====== MATERIAL PROVIDED

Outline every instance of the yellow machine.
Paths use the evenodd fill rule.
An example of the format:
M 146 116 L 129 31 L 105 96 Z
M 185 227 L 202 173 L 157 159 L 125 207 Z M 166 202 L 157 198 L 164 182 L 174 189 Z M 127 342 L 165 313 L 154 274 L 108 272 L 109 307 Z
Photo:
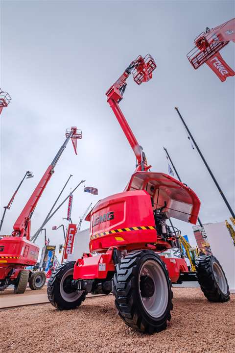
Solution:
M 183 245 L 185 249 L 185 251 L 186 252 L 187 256 L 190 261 L 190 264 L 191 265 L 191 271 L 195 272 L 196 271 L 196 268 L 195 266 L 196 258 L 199 256 L 198 248 L 192 248 L 190 244 L 186 240 L 185 238 L 184 238 L 184 237 L 182 235 L 180 235 L 179 240 L 180 241 L 180 244 L 181 247 L 181 250 L 183 251 L 182 247 L 182 245 Z

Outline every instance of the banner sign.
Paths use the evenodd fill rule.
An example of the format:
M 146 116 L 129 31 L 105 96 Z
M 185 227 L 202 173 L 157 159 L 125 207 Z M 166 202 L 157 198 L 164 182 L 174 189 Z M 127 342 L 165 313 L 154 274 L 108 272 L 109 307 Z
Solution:
M 224 82 L 227 77 L 234 76 L 235 72 L 225 62 L 219 52 L 210 58 L 206 63 L 218 76 L 220 81 Z
M 70 194 L 69 198 L 69 204 L 68 205 L 67 221 L 71 218 L 71 211 L 72 210 L 72 198 L 73 196 Z
M 45 272 L 47 272 L 47 271 L 49 270 L 50 261 L 51 260 L 51 257 L 52 257 L 52 252 L 51 250 L 50 250 L 49 252 L 48 252 L 48 258 L 47 261 L 47 263 L 46 264 L 45 267 Z
M 39 267 L 45 268 L 48 266 L 48 268 L 50 268 L 52 267 L 56 247 L 55 245 L 45 245 L 43 247 Z
M 74 242 L 74 237 L 77 230 L 77 225 L 70 223 L 69 225 L 64 250 L 63 258 L 67 259 L 69 254 L 72 252 L 72 248 Z

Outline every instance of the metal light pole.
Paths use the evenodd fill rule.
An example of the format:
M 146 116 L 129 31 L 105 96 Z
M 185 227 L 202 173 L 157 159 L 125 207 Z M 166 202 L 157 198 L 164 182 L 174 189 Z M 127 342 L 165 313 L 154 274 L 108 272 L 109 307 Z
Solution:
M 44 230 L 45 232 L 45 241 L 44 241 L 44 245 L 47 245 L 46 244 L 46 241 L 47 241 L 47 229 L 46 228 L 43 228 L 41 231 L 43 231 L 43 230 Z
M 196 141 L 195 141 L 194 139 L 193 138 L 193 137 L 192 136 L 192 134 L 191 134 L 191 132 L 190 132 L 189 130 L 188 129 L 188 127 L 186 125 L 186 123 L 185 123 L 185 121 L 184 121 L 184 119 L 183 119 L 181 114 L 180 114 L 180 112 L 179 111 L 179 109 L 178 109 L 178 108 L 177 108 L 177 107 L 175 107 L 175 110 L 176 110 L 176 111 L 177 112 L 177 113 L 178 113 L 178 115 L 179 115 L 179 116 L 180 117 L 180 119 L 181 119 L 181 121 L 182 122 L 183 124 L 184 124 L 184 126 L 185 128 L 186 129 L 188 133 L 188 135 L 189 135 L 189 136 L 190 136 L 190 138 L 191 139 L 192 141 L 193 142 L 193 143 L 195 147 L 197 149 L 197 151 L 198 151 L 198 153 L 199 153 L 199 155 L 200 155 L 201 158 L 202 158 L 202 160 L 203 160 L 203 163 L 204 163 L 206 167 L 207 167 L 207 170 L 208 170 L 208 172 L 209 172 L 210 175 L 211 175 L 211 176 L 212 177 L 212 179 L 213 179 L 213 181 L 214 181 L 214 183 L 215 184 L 215 185 L 216 186 L 218 190 L 219 190 L 219 193 L 220 193 L 220 195 L 221 195 L 221 197 L 222 197 L 223 200 L 224 200 L 224 202 L 225 202 L 225 204 L 226 204 L 227 207 L 229 209 L 229 211 L 230 212 L 230 213 L 231 214 L 232 217 L 233 217 L 234 218 L 235 218 L 235 214 L 234 213 L 233 210 L 232 210 L 232 208 L 231 208 L 231 206 L 229 204 L 229 202 L 228 202 L 225 196 L 224 196 L 224 194 L 223 194 L 223 192 L 222 192 L 222 190 L 221 190 L 220 186 L 219 186 L 219 184 L 218 184 L 218 182 L 217 182 L 216 179 L 215 179 L 215 177 L 214 176 L 214 175 L 213 175 L 213 173 L 212 173 L 212 171 L 211 170 L 211 169 L 210 169 L 209 166 L 208 164 L 207 164 L 207 161 L 206 161 L 206 160 L 205 160 L 205 158 L 204 158 L 203 154 L 202 154 L 202 152 L 201 152 L 201 151 L 200 151 L 199 148 L 198 147 L 198 146 L 197 146 L 197 144 L 196 143 Z
M 57 230 L 57 229 L 59 229 L 59 228 L 60 228 L 61 227 L 63 227 L 63 231 L 64 232 L 64 238 L 65 238 L 65 240 L 66 235 L 65 235 L 65 226 L 64 226 L 64 225 L 63 225 L 63 224 L 60 225 L 60 226 L 59 226 L 58 227 L 57 227 L 56 226 L 53 226 L 53 227 L 52 227 L 52 230 Z
M 170 155 L 169 155 L 169 153 L 168 153 L 167 150 L 164 147 L 163 148 L 163 149 L 164 150 L 164 151 L 165 151 L 165 153 L 166 153 L 166 155 L 167 156 L 168 158 L 169 158 L 169 161 L 170 161 L 170 163 L 171 163 L 171 165 L 172 165 L 172 167 L 173 167 L 173 169 L 174 169 L 174 171 L 175 172 L 175 174 L 176 174 L 176 175 L 177 176 L 178 178 L 179 179 L 179 180 L 180 180 L 180 181 L 181 181 L 181 182 L 182 182 L 182 180 L 180 178 L 180 176 L 179 175 L 179 174 L 178 174 L 178 172 L 177 172 L 177 171 L 176 170 L 176 168 L 175 168 L 175 166 L 174 166 L 174 164 L 173 164 L 173 162 L 172 162 L 172 160 L 171 158 L 170 157 Z M 202 225 L 202 222 L 201 222 L 199 217 L 198 217 L 198 218 L 197 218 L 197 220 L 198 220 L 198 223 L 199 224 L 200 226 L 202 228 L 202 227 L 203 227 L 203 226 Z
M 3 215 L 2 215 L 2 218 L 1 220 L 1 222 L 0 222 L 0 231 L 1 231 L 1 227 L 2 227 L 2 223 L 3 223 L 3 220 L 4 220 L 4 217 L 5 217 L 5 213 L 6 213 L 6 210 L 7 210 L 7 209 L 10 209 L 10 208 L 11 208 L 11 205 L 12 204 L 12 202 L 13 202 L 13 201 L 14 201 L 14 198 L 15 198 L 15 196 L 16 196 L 16 195 L 19 189 L 20 189 L 20 187 L 21 187 L 21 184 L 22 184 L 22 183 L 23 182 L 23 181 L 24 181 L 24 179 L 25 178 L 25 177 L 26 177 L 26 179 L 29 179 L 29 178 L 33 177 L 33 173 L 32 173 L 32 172 L 29 172 L 29 171 L 27 171 L 25 173 L 24 178 L 22 179 L 22 180 L 21 180 L 21 182 L 20 182 L 20 184 L 19 184 L 19 186 L 18 186 L 17 189 L 16 190 L 16 191 L 15 191 L 15 192 L 14 193 L 13 195 L 12 195 L 12 197 L 11 197 L 11 199 L 10 199 L 10 201 L 9 202 L 8 202 L 8 204 L 7 204 L 7 205 L 4 206 L 3 208 L 4 209 L 4 210 L 3 214 Z

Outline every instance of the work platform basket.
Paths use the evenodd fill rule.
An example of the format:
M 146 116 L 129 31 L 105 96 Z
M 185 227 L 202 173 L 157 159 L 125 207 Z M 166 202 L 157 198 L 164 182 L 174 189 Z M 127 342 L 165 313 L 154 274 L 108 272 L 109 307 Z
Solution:
M 196 70 L 229 43 L 215 40 L 212 36 L 209 37 L 206 33 L 202 32 L 194 40 L 195 46 L 188 53 L 187 57 Z
M 136 59 L 136 61 L 138 60 L 140 61 L 140 64 L 133 71 L 132 75 L 134 80 L 137 84 L 140 85 L 142 82 L 146 82 L 152 78 L 152 73 L 157 65 L 149 54 L 147 54 L 143 59 L 140 55 Z
M 82 130 L 78 130 L 75 126 L 72 126 L 71 128 L 66 129 L 65 136 L 69 137 L 73 131 L 72 134 L 70 136 L 71 139 L 81 139 L 82 137 Z
M 4 92 L 0 88 L 0 108 L 7 107 L 11 100 L 11 98 L 7 92 Z

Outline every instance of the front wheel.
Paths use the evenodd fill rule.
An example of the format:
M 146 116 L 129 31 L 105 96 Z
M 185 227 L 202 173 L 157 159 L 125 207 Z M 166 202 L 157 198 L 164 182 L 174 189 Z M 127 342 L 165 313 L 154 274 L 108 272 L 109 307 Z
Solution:
M 218 260 L 213 256 L 201 256 L 196 260 L 198 282 L 210 302 L 223 303 L 230 299 L 225 274 Z
M 171 282 L 164 263 L 154 252 L 135 252 L 116 267 L 115 303 L 130 327 L 148 333 L 166 328 L 173 308 Z
M 30 276 L 28 284 L 32 290 L 42 289 L 46 282 L 46 276 L 44 272 L 39 271 L 33 272 Z
M 54 270 L 48 282 L 48 299 L 59 310 L 75 309 L 85 300 L 85 291 L 78 291 L 72 285 L 74 264 L 75 261 L 70 261 L 61 265 Z
M 22 270 L 18 275 L 15 284 L 14 293 L 15 294 L 23 294 L 25 291 L 28 283 L 29 273 L 27 270 Z

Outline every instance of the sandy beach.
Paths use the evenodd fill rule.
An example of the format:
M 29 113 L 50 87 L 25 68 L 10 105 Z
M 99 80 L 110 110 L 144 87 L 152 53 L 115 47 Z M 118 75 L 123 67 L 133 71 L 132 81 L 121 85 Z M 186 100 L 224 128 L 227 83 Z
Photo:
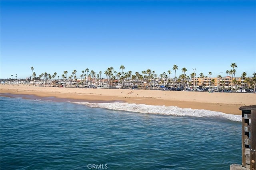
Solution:
M 118 101 L 136 104 L 174 106 L 236 115 L 241 114 L 242 111 L 239 110 L 240 107 L 256 104 L 256 94 L 247 93 L 60 88 L 23 84 L 1 84 L 0 93 L 2 96 L 8 96 L 6 94 L 30 94 L 94 102 Z

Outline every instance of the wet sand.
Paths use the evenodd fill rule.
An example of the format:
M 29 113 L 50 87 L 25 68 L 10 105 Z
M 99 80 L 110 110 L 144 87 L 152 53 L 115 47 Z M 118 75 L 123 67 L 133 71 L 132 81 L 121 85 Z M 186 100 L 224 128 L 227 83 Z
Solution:
M 2 96 L 10 97 L 12 94 L 34 95 L 46 98 L 54 97 L 56 100 L 60 102 L 72 100 L 91 102 L 119 102 L 174 106 L 237 115 L 241 114 L 242 111 L 239 110 L 240 107 L 256 104 L 256 94 L 247 93 L 35 87 L 23 84 L 1 84 L 0 93 Z

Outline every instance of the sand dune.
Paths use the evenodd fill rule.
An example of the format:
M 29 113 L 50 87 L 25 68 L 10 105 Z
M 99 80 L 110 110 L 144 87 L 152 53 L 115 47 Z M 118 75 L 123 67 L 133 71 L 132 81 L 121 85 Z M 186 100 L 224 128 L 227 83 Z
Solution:
M 174 106 L 234 114 L 241 114 L 242 112 L 238 109 L 240 106 L 256 104 L 256 94 L 252 93 L 65 88 L 35 87 L 23 84 L 1 84 L 0 92 L 1 96 L 6 96 L 5 93 L 32 94 L 94 102 L 122 101 L 137 104 Z

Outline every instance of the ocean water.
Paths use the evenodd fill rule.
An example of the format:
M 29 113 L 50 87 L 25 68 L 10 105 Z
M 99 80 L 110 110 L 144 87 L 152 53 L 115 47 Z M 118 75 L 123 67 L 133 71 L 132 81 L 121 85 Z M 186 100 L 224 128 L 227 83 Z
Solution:
M 1 170 L 218 170 L 242 162 L 240 116 L 11 97 L 0 97 Z

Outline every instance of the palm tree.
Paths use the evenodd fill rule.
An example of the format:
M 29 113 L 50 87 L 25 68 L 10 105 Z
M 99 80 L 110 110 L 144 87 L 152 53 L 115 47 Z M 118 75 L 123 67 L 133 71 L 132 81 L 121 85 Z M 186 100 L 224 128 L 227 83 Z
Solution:
M 33 84 L 34 84 L 34 79 L 35 79 L 35 78 L 36 78 L 36 72 L 33 72 L 32 76 L 33 76 L 33 77 L 34 78 L 33 78 L 33 82 L 34 82 L 34 83 L 33 83 Z M 36 86 L 36 84 L 34 84 L 34 86 Z
M 222 78 L 222 77 L 221 76 L 221 75 L 219 75 L 218 76 L 218 90 L 219 89 L 219 86 L 220 86 L 220 80 L 221 79 L 221 78 Z
M 200 78 L 201 78 L 201 85 L 202 86 L 204 86 L 204 74 L 203 73 L 200 73 Z
M 150 69 L 148 69 L 146 71 L 146 72 L 148 74 L 148 85 L 149 86 L 149 89 L 150 89 L 150 76 L 151 74 L 151 70 Z
M 177 76 L 176 76 L 176 70 L 178 70 L 178 66 L 176 65 L 174 65 L 172 67 L 172 69 L 175 72 L 175 84 L 176 84 L 176 88 L 175 91 L 177 90 Z
M 64 82 L 65 82 L 65 85 L 64 85 L 64 87 L 66 87 L 66 81 L 67 81 L 67 77 L 68 76 L 67 74 L 68 74 L 68 71 L 64 71 L 63 72 L 64 74 Z
M 101 74 L 102 73 L 102 72 L 101 72 L 101 71 L 100 71 L 99 72 L 99 74 L 100 74 L 100 85 L 101 85 Z
M 242 75 L 241 75 L 241 77 L 242 78 L 242 80 L 243 80 L 243 82 L 242 82 L 242 86 L 243 87 L 243 89 L 244 88 L 244 80 L 245 79 L 245 78 L 246 78 L 246 72 L 243 72 L 243 73 L 242 74 Z
M 254 92 L 255 91 L 255 85 L 256 84 L 256 72 L 254 72 L 252 74 L 253 77 L 252 78 L 252 82 L 254 84 Z
M 231 76 L 232 77 L 232 80 L 231 80 L 231 83 L 232 84 L 232 88 L 233 88 L 233 87 L 234 86 L 234 82 L 233 80 L 233 80 L 233 74 L 234 73 L 234 71 L 233 70 L 230 70 L 229 71 L 229 74 L 231 74 Z
M 171 74 L 172 74 L 172 71 L 171 70 L 167 71 L 167 72 L 169 74 L 169 79 L 171 80 Z
M 183 83 L 184 85 L 183 87 L 184 88 L 186 88 L 186 87 L 185 87 L 184 78 L 186 78 L 186 72 L 188 70 L 187 70 L 187 68 L 186 68 L 186 67 L 183 67 L 181 70 L 182 71 L 182 72 L 184 72 L 184 76 L 182 76 L 182 78 L 183 78 Z M 186 89 L 184 89 L 184 90 L 186 90 Z
M 45 78 L 45 84 L 47 86 L 47 77 L 48 76 L 48 74 L 47 72 L 45 72 L 44 73 L 44 78 Z
M 194 89 L 194 90 L 195 90 L 195 92 L 196 91 L 195 77 L 196 75 L 196 74 L 194 72 L 192 72 L 190 74 L 190 76 L 191 77 L 191 82 L 192 81 L 192 78 L 193 78 L 193 79 L 194 80 L 194 83 L 193 84 L 193 89 Z
M 32 80 L 33 80 L 33 86 L 34 86 L 34 76 L 33 76 L 33 75 L 34 75 L 34 67 L 31 67 L 31 68 L 30 68 L 30 69 L 32 70 Z
M 124 70 L 125 69 L 125 67 L 124 67 L 124 66 L 123 65 L 121 65 L 121 66 L 120 66 L 120 67 L 119 68 L 119 70 L 122 70 L 122 77 L 124 76 L 124 72 L 123 70 Z M 121 80 L 121 87 L 123 87 L 123 80 L 122 78 L 122 80 Z
M 237 66 L 236 65 L 236 63 L 231 63 L 231 65 L 230 65 L 230 67 L 233 68 L 233 74 L 234 74 L 234 76 L 235 77 L 235 79 L 236 79 L 236 75 L 235 75 L 235 73 L 236 72 L 236 70 L 235 69 L 235 67 L 237 68 Z
M 88 72 L 89 72 L 90 71 L 90 70 L 89 70 L 89 69 L 88 68 L 86 68 L 85 71 L 86 72 L 86 80 L 87 80 L 86 81 L 86 82 L 87 82 L 87 84 L 88 85 L 88 80 L 89 79 L 89 75 L 88 75 Z
M 82 83 L 82 85 L 84 86 L 84 70 L 82 70 L 81 72 L 82 73 L 82 75 L 81 76 L 81 82 Z
M 211 75 L 212 75 L 212 72 L 209 72 L 208 73 L 208 74 L 209 74 L 209 88 L 210 88 L 210 86 L 211 86 Z
M 227 70 L 226 71 L 226 74 L 227 74 L 228 75 L 228 75 L 230 74 L 230 72 L 229 70 Z M 229 78 L 228 79 L 228 86 L 229 86 Z

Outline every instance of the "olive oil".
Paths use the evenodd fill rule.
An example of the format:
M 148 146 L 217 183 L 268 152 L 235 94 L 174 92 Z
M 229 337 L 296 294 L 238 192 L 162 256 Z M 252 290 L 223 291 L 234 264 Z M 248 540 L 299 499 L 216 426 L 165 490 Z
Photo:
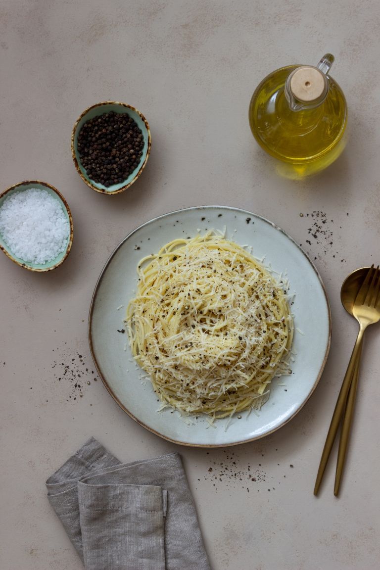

============

WORK REQUIRED.
Pick out the lines above that contain the word "every", and copy each one in full. Case counts.

WORKED ANSWER.
Outline every instance of the yellow machine.
Outline every instance of the banner sign.
Outline every instance of the metal light pole.
Outline every instance of the work platform basket.
Outline every instance of the front wheel.
Outline every instance of the sandy beach.
Outline every instance of the wet sand.
Outline every instance of the sand dune.
Outline every instance of the ocean water.
Outline every instance of the palm tree.
Outline every instance of the "olive oil".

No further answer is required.